Предоставленный отрывок =>
---*---

Совпадение слишком системно, чтобы быть случайным. Когда независимые наблюдатели, глядя на небо из разных полушарий, рисуют одну и ту же карту звёзд, мы заключаем, что звёзды существуют. Когда независимые традиции, глядя на человеческую жизнь из разных тысячелетий, описывают одну и ту же цену перемены, стоит хотя бы допустить: они видели нечто реальное. Не наказание — в этих историях никто не карает платящего. Не жестокость рассказчика. Условие. Цена стоит в этих сюжетах там, где в других стоит дверь: через неё входят.
И если это условие, а не орнамент, то вопрос, который древние сюжеты задают, обращён не к героям. Он обращён к тому, кто слушает. Что отдаёшь ты — и когда? Вопрос этот удобнее не слышать, и большинство его не слышит. Но начать придётся с места, где он был задан впервые и всего отчётливее: с колодца под корнями мирового древа, к которому однажды пришёл бог.
Глава 1. Один у колодца
Странная арифметика: у него есть всё — и он приходит отдавать. Бог, которому принадлежат небо, война и поэзия, спускается к тёмной воде, чтобы оставить в ней часть собственного лица. И миф, рассказывающий об этом, не скорбит. Ни одной ноты жалости, ни слова о потере — сказители произносят это с той интонацией, с какой говорят о приобретении. Что они знали о мире, чтобы считать увечье входом?
Плата первой фигуры отдана сейчас, зряче, до глотка. Вторая встанет у той же черты, но по другую её сторону: она получит сейчас, а платить будет потом. Между ними не будет вывода — две сцены встанут рядом, как встают рядом два стола одной сделки, и будут молчать. И одно обещание — читателю: то, что здесь показано образом, книга возьмётся проверить всерьёз.

---*---

Требования =>
1/ Возьмите из записей часть, которая открывается строкой с «Reviewing annotations for the bird's leg» и закрывается строкой с «263,138,279,152» (обе включительно), и приведите её заново, заменив «Reviewing annotations» на «Verifying annotations» и больше ничего не меняя.
2/ Как дальше развивается рассуждение о цене перемены и об Одине у колодца? Напишите продолжение отрывка.
Отрывок и записи — два отдельных, не связанных между собой материала.

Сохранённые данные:
---*---

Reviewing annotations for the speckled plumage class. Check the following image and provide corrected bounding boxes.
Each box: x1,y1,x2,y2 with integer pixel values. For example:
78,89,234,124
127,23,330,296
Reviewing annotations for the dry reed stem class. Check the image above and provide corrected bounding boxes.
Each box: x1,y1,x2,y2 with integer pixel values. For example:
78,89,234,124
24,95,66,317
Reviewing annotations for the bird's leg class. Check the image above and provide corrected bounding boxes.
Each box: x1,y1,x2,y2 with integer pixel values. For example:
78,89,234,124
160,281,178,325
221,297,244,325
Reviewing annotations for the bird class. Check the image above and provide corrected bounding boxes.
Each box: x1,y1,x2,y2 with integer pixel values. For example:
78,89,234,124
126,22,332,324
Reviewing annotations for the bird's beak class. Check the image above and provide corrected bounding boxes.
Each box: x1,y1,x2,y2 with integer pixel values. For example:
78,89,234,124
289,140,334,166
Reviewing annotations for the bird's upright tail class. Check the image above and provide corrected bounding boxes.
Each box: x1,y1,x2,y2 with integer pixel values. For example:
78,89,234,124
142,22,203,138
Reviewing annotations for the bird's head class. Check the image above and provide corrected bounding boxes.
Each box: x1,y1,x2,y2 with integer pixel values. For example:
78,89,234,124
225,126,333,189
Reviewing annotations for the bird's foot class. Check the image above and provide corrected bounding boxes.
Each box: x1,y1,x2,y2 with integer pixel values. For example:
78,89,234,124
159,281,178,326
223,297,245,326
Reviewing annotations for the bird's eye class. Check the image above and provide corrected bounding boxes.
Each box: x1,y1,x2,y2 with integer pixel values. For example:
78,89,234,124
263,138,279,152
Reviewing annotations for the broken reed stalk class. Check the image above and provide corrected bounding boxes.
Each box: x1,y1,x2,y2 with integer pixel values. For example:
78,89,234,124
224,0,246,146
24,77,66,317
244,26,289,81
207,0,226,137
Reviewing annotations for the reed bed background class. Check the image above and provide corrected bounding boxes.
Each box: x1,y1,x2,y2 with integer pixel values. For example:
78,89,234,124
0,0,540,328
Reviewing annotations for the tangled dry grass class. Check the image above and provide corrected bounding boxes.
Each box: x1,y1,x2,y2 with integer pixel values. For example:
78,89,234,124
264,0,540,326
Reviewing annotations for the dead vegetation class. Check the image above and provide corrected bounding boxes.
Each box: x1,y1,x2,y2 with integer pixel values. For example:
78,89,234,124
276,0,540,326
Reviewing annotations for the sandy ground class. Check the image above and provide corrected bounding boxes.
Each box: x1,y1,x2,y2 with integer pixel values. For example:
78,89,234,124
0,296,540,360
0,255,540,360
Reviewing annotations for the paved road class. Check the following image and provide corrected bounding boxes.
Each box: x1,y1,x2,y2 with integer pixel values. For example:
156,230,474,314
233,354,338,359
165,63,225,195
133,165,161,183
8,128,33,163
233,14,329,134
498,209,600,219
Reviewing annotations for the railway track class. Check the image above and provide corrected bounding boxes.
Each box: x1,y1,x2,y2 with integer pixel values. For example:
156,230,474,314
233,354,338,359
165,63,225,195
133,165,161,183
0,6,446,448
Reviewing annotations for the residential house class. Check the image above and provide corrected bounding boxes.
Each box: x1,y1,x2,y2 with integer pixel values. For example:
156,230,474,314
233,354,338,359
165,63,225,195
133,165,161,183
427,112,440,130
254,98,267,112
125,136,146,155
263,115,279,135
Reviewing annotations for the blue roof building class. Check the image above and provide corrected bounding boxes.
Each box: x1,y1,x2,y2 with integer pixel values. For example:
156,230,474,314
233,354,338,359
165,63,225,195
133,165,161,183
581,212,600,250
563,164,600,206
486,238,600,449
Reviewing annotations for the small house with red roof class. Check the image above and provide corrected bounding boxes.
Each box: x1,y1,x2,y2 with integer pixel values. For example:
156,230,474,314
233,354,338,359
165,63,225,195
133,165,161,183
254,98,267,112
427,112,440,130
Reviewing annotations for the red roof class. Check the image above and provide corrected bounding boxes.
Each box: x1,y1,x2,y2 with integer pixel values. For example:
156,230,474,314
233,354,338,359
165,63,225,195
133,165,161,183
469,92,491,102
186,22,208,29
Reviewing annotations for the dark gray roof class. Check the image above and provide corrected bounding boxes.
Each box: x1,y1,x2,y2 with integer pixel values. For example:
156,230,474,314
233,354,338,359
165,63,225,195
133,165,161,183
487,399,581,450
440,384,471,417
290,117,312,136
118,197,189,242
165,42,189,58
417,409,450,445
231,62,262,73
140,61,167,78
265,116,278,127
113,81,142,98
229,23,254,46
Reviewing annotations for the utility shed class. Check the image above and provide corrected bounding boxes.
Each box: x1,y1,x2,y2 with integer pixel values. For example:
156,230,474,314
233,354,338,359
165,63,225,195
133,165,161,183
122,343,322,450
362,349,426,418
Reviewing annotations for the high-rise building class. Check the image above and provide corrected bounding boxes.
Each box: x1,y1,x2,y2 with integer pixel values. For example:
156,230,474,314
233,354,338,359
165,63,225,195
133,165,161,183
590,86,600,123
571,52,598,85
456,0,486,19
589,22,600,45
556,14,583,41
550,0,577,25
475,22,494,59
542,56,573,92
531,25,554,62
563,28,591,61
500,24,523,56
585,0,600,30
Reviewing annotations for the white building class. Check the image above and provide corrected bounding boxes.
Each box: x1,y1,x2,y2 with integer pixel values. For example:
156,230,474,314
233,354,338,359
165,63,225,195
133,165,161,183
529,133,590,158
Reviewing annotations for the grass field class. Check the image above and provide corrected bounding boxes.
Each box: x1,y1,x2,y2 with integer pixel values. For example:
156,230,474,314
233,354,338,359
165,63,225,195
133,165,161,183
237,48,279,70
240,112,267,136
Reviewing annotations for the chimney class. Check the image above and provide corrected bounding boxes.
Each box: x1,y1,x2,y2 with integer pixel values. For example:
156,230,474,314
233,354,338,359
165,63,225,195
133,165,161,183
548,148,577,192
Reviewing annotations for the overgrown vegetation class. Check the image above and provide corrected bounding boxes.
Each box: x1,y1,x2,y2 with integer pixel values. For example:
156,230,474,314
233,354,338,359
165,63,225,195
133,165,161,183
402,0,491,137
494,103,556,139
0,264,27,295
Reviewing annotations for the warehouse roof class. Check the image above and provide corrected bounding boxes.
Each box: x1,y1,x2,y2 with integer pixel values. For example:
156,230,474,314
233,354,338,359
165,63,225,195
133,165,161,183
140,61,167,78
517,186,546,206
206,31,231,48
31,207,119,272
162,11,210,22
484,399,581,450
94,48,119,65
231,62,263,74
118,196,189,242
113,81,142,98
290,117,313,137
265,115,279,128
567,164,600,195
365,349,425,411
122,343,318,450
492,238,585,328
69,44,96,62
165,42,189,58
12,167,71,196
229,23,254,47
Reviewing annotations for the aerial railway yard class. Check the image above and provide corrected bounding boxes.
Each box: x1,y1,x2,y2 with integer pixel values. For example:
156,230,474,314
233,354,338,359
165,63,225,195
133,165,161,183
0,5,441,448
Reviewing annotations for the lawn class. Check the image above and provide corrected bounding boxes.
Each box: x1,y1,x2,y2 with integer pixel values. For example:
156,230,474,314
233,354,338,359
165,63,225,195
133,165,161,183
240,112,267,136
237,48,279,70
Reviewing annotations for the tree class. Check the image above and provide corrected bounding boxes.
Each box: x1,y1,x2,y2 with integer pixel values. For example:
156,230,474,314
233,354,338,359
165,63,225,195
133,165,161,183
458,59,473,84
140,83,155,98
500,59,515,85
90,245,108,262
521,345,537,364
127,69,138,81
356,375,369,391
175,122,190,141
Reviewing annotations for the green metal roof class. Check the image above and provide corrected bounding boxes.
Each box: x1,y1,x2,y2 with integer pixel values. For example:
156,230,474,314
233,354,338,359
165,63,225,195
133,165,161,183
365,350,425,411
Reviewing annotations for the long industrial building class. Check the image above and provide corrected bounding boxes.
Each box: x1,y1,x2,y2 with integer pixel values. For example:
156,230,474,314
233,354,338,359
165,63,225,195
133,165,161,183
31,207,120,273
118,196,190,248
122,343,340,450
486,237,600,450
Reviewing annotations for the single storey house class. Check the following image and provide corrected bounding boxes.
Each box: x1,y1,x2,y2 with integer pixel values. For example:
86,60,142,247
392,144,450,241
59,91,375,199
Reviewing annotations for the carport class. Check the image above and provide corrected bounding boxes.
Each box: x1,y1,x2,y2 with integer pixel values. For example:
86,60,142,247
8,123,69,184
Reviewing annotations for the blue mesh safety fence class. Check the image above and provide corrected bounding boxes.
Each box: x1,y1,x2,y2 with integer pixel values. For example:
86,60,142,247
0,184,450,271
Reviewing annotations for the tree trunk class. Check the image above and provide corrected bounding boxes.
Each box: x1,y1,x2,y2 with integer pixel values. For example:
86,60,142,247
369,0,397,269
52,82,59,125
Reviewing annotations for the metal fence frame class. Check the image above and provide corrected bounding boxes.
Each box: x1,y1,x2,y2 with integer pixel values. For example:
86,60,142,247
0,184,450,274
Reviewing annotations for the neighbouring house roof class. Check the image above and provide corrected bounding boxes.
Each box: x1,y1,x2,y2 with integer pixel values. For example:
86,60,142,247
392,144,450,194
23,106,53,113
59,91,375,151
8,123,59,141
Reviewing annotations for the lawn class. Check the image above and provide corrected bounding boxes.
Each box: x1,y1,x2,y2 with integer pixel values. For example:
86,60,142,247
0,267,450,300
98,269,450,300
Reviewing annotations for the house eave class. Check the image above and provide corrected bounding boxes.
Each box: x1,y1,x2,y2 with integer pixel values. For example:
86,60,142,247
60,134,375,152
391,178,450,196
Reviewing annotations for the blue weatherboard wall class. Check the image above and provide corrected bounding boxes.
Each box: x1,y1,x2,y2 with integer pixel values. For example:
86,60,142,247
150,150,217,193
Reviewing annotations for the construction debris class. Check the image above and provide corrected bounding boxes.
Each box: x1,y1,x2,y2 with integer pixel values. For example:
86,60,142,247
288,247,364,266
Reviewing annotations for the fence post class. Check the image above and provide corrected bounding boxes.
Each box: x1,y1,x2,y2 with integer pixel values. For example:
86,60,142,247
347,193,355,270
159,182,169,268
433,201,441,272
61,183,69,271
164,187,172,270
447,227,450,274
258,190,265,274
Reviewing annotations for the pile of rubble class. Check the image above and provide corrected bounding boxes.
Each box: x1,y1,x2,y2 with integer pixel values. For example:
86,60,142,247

---*---

Ответы =>
1/
Verifying annotations for the bird's leg class. Check the image above and provide corrected bounding boxes.
Each box: x1,y1,x2,y2 with integer pixel values. For example:
78,89,234,124
160,281,178,325
221,297,244,325
Verifying annotations for the bird class. Check the image above and provide corrected bounding boxes.
Each box: x1,y1,x2,y2 with integer pixel values. For example:
78,89,234,124
126,22,332,324
Verifying annotations for the bird's beak class. Check the image above and provide corrected bounding boxes.
Each box: x1,y1,x2,y2 with integer pixel values. For example:
78,89,234,124
289,140,334,166
Verifying annotations for the bird's upright tail class. Check the image above and provide corrected bounding boxes.
Each box: x1,y1,x2,y2 with integer pixel values. For example:
78,89,234,124
142,22,203,138
Verifying annotations for the bird's head class. Check the image above and provide corrected bounding boxes.
Each box: x1,y1,x2,y2 with integer pixel values. For example:
78,89,234,124
225,126,333,189
Verifying annotations for the bird's foot class. Check the image above and provide corrected bounding boxes.
Each box: x1,y1,x2,y2 with integer pixel values. For example:
78,89,234,124
159,281,178,326
223,297,245,326
Verifying annotations for the bird's eye class. Check the image above and provide corrected bounding boxes.
Each box: x1,y1,x2,y2 with integer pixel values. For example:
78,89,234,124
263,138,279,152

2/
1.1. Миф
Под одним из трёх корней мирового древа стоит вода. Корень уходит туда, где кончаются имена: выше — крона, держащая девять миров, ниже — то, о чём сказители говорили неохотно и вполголоса. Там холодно. Там не растёт трава и не поют птицы; свет туда не спускается — не потому, что ему запрещено, а потому, что ему там нечего делать. И там, в вечных сумерках у изнанки мира, стоит вода. Не течёт — стоит: колодец, а не река. Тьма в нём старше богов; те, кто рассказывал об этом, знали разницу между водой, которая бежит, и водой, которая помнит. Бегущая вода уносит; стоячая — копит. В колодце Мимира вода помнит. В ней растворено всё, что было, — не как отражение, а как осадок: медленный, тяжёлый, осевший на дно вместе со всем, что миру пришлось узнать о себе. Кто отопьёт — узнает тоже.
У воды сидит хозяин. Мимир не бог и не великан, вернее — уже неважно кто: он так давно при колодце, что сам стал его частью, сторожем и мерой в одном лице. Он пьёт из колодца каждое утро и потому мудрее всех живущих. Но он никого не зовёт и никого не гонит. В нём нет ни искушающего, ни судьи: он не расхваливает свою воду, не запугивает ценой, не отговаривает и не уговаривает — он безучастен, как безучастны весы. Он просто сидит у воды и ждёт — не кого-то определённого, а того единственного вопроса, ради которого к такой воде приходят.
И однажды приходит тот, у кого есть всё. Один — отец богов, хозяин Асгарда, повелитель битвы и опьянения, тот, кому служат волки и вороны. Дорога к колодцу не описана в подробностях, но одно ясно: она идёт вниз. К такой воде не поднимаются — к ней спускаются, и спуск этот длиннее, чем расстояние: от престола, с которого видно все миры, — к тёмной луже под корнем, в которой не видно даже дна. Он приходит не как проситель — просителями к колодцу не приходят, у просителей нет того, чем здесь платят. Он приходит как тот, кто уже понял: всей его власти недостаточно, чтобы знать. Власть распоряжается тем, что есть. Мудрость видит то, чего ещё нет, — и то, что есть на самом деле, под слоем видимого. Между первым и вторым — глоток тёмной воды.
Один просит пить. Мимир называет цену.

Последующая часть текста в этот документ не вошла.